### Schriftlicher Auftrag a
Welcher Stromkonzern darf laut dem Auszug über das britische Atomkraftwerk mit Steuergeldern unterstützt werden?

### Bereitgestellter Auszug
□ □ □ □

Megaskandal: EU-Kommission genehmigt Subventionen für britisches Atomkraftwerk
Ohne staatliche Beihilfe kommt Atomkraft nicht aus, und in England geht es aktuell um vermutlich 19 Milliarden Euro für den Bau eines neuen Meilers. Heute hat die EU-Kommission entgegen aller Kritik und Zweifel ihre Zustimmung gegeben, dass England den künftigen Betreiber und französischen Stromkonzern EDF mit Steuergeldern unterstützen darf. Atomkraftgegner nennen die Genehmigung „klar illegal“ und einen „Kniefall vor der Atomlobby“.

□ □ □ □

### Schriftlicher Auftrag b
Überarbeite die Datensätze vom Anfang bis einschließlich der Zeile mit "[(332, 112)]": Gib diese Zeilen erneut aus, ersetze dabei "sweater sleeve" durch "knit sleeve" und lass alles andere unverändert. Lass die Bilder bitte in der Antwort weg.

□ □ □ □

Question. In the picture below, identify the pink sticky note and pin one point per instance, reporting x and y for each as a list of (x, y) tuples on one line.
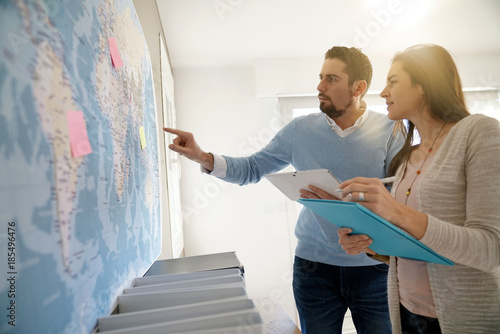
[(115, 54), (78, 138)]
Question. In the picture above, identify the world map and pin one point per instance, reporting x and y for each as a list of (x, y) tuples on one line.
[(75, 229)]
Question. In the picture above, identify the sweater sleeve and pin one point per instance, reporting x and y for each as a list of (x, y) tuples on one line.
[(474, 242), (273, 157)]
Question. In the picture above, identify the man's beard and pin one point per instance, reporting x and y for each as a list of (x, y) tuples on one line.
[(332, 112)]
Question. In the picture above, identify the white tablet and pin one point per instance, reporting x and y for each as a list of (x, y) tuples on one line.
[(290, 183)]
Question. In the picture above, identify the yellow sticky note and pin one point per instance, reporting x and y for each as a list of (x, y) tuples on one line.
[(143, 137)]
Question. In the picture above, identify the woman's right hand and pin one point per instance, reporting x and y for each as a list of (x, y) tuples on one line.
[(354, 244)]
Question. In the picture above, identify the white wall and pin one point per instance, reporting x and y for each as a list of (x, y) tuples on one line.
[(152, 29), (230, 112), (220, 108)]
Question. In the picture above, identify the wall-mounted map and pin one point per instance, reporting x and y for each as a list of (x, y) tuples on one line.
[(79, 188)]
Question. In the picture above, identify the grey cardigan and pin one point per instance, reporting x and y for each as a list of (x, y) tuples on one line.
[(460, 193)]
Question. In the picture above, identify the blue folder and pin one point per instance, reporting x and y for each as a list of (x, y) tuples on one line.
[(387, 238)]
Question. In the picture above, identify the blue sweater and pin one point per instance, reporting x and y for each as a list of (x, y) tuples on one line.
[(308, 142)]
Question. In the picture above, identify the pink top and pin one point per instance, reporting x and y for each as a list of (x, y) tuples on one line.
[(413, 280)]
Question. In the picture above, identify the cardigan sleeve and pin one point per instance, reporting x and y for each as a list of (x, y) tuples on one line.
[(474, 242)]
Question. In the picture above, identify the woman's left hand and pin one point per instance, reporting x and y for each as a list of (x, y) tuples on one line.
[(372, 194)]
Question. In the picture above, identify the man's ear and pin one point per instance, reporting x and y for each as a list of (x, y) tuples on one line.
[(359, 87)]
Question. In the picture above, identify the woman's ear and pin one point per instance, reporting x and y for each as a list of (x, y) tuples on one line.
[(359, 87)]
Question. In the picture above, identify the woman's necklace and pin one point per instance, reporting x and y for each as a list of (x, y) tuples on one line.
[(408, 192)]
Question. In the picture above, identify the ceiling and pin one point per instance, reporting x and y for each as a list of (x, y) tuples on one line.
[(220, 33)]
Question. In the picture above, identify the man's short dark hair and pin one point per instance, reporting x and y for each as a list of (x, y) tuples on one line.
[(358, 66)]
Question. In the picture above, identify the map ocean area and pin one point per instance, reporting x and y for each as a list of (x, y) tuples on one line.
[(85, 225)]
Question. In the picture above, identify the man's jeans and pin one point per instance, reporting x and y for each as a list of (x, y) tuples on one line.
[(324, 292)]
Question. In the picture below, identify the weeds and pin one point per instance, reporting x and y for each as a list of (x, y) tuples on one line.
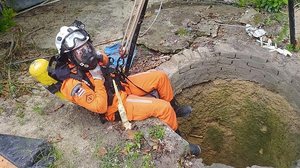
[(127, 155), (111, 158), (38, 109), (147, 161), (182, 32), (267, 5), (157, 132), (6, 21), (55, 154)]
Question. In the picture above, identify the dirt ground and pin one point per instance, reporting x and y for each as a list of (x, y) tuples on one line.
[(76, 132)]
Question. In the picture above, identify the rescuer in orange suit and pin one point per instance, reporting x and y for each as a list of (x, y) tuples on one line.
[(88, 86)]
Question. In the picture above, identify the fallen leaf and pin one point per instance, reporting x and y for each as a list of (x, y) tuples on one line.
[(102, 151), (130, 134)]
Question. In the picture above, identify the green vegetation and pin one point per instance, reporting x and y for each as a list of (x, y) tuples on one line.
[(112, 158), (147, 161), (182, 32), (38, 109), (6, 21), (241, 125), (267, 5), (127, 154), (262, 138), (215, 137), (157, 132), (56, 153)]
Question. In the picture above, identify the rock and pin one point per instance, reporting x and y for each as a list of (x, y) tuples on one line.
[(218, 165), (248, 16)]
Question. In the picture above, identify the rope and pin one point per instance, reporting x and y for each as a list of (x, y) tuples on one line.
[(152, 21), (42, 4)]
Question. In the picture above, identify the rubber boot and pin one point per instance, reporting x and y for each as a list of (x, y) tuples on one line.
[(181, 111), (195, 150)]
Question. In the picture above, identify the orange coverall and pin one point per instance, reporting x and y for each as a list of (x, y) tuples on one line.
[(137, 107)]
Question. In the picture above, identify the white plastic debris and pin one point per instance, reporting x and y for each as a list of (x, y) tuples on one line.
[(255, 32), (260, 35)]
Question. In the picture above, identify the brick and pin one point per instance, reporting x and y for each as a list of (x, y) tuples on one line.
[(196, 55), (259, 59), (177, 59), (196, 64), (184, 68), (240, 55), (271, 69), (231, 55), (210, 62), (240, 63), (256, 65), (168, 67)]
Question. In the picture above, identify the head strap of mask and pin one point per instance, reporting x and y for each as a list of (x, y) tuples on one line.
[(81, 29), (89, 59)]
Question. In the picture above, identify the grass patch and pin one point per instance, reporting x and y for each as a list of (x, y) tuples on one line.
[(56, 154), (182, 32), (266, 5), (127, 154), (262, 138), (112, 158), (7, 19), (157, 132), (148, 161), (39, 110)]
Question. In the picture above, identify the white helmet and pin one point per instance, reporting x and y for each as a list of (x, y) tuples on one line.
[(70, 38)]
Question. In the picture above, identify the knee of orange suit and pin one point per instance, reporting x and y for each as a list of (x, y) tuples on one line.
[(169, 116)]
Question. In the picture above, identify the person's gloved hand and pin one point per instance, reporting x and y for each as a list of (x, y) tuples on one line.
[(97, 73)]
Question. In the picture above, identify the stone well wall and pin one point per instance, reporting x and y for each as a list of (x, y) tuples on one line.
[(240, 61)]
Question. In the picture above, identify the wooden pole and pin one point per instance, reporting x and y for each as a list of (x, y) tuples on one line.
[(292, 22)]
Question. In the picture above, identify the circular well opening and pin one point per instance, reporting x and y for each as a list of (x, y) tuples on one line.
[(239, 123)]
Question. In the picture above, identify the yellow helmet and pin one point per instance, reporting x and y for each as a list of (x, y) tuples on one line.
[(38, 70)]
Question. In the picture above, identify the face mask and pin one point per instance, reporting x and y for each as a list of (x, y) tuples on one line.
[(85, 56)]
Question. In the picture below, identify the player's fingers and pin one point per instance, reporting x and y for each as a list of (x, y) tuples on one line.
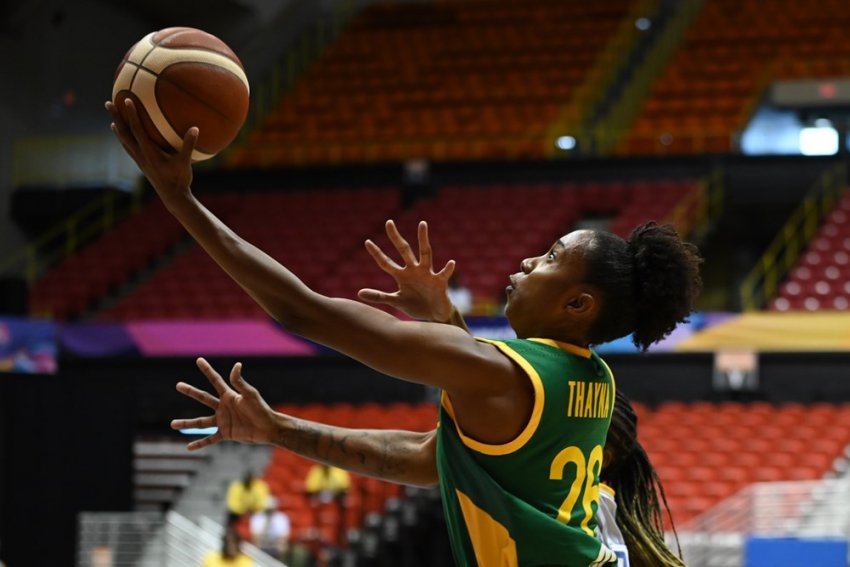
[(214, 377), (424, 244), (384, 262), (195, 422), (238, 381), (400, 243), (447, 270), (205, 442), (198, 395), (189, 142)]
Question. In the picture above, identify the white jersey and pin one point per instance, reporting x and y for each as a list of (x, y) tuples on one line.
[(607, 529)]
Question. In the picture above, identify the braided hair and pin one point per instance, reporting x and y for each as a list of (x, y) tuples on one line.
[(649, 283), (638, 492)]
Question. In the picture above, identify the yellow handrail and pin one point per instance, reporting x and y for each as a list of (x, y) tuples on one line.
[(67, 236), (708, 198), (623, 113), (574, 114), (763, 280)]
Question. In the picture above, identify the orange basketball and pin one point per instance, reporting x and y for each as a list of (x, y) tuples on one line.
[(184, 77)]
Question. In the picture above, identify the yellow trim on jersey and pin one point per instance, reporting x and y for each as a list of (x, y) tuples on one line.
[(605, 488), (577, 350), (613, 387), (491, 541), (533, 421)]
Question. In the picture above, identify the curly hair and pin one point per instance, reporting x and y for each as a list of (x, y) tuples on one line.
[(648, 283)]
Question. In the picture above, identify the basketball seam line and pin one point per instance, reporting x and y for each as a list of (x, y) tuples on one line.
[(190, 94)]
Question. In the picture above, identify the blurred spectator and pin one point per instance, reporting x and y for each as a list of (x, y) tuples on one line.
[(326, 487), (246, 496), (459, 294), (325, 483), (270, 530), (231, 554)]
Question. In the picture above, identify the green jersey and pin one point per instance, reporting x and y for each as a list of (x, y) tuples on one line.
[(532, 501)]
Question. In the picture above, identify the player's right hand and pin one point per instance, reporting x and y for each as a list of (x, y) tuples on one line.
[(241, 414)]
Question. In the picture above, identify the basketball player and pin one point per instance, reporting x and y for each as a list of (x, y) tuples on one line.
[(630, 492), (519, 448)]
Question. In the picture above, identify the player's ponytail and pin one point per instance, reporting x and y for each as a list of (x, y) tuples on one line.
[(638, 492), (648, 283), (667, 281)]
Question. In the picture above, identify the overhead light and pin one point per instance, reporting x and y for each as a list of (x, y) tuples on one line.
[(566, 143), (643, 24), (818, 141), (199, 430)]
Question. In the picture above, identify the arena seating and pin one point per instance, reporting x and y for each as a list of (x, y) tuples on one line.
[(710, 89), (69, 289), (438, 80), (487, 229), (819, 281), (321, 228), (704, 452)]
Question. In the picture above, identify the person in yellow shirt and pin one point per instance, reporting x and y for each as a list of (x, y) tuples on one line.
[(231, 554), (246, 496), (325, 483)]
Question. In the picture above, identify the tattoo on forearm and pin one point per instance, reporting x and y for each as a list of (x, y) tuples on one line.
[(379, 453)]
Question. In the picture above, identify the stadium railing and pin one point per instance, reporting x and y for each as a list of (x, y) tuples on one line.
[(800, 509), (142, 539), (764, 279)]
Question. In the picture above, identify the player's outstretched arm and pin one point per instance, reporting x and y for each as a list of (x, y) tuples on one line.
[(422, 293), (438, 355), (241, 414)]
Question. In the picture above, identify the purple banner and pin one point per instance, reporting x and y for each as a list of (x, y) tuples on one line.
[(27, 346), (223, 338)]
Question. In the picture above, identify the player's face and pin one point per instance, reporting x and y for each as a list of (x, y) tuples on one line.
[(539, 293)]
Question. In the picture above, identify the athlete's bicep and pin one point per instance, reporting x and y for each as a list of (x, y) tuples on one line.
[(426, 353)]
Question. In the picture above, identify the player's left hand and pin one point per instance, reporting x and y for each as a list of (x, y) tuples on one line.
[(241, 414), (170, 173), (422, 293)]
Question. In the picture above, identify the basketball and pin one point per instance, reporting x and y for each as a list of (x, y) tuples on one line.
[(182, 77)]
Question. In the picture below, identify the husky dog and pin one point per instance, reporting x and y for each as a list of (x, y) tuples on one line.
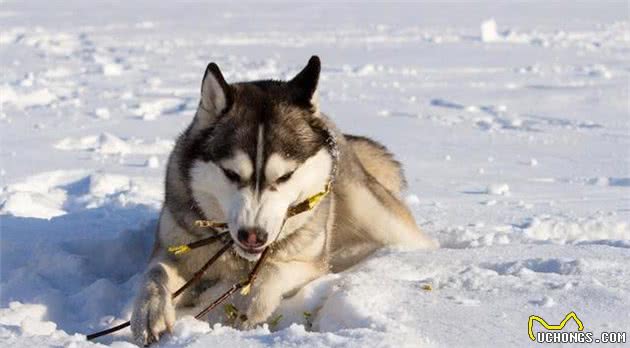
[(252, 151)]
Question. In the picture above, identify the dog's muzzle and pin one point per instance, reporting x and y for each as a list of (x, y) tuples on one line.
[(252, 239)]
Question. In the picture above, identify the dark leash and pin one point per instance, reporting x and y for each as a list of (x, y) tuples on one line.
[(244, 286)]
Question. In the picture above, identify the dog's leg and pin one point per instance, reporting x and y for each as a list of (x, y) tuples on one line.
[(275, 280), (383, 217), (154, 311)]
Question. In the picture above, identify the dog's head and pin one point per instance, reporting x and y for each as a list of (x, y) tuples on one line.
[(259, 147)]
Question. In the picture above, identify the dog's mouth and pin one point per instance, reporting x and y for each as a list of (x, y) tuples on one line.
[(250, 250)]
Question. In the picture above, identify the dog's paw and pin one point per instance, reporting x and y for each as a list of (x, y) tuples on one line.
[(153, 314)]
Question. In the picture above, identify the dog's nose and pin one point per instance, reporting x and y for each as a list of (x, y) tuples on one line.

□ □ □ □

### Vollständige Antwort a
Der französische Stromkonzern EDF.

### Vollständige Antwort b
Question. In the picture below, identify the pink sticky note and pin one point per instance, reporting x and y for each as a list of (x, y) tuples on one line.
[(115, 54), (78, 138)]
Question. In the picture above, identify the world map and pin one point per instance, reporting x and y for each as a list of (x, y) tuples on one line.
[(75, 229)]
Question. In the picture above, identify the knit sleeve and pin one point per instance, reporting x and y for each as a list of (x, y) tuples on one line.
[(474, 242), (273, 157)]
Question. In the picture above, identify the man's beard and pin one point per instance, reporting x and y for each as a list of (x, y) tuples on one line.
[(332, 112)]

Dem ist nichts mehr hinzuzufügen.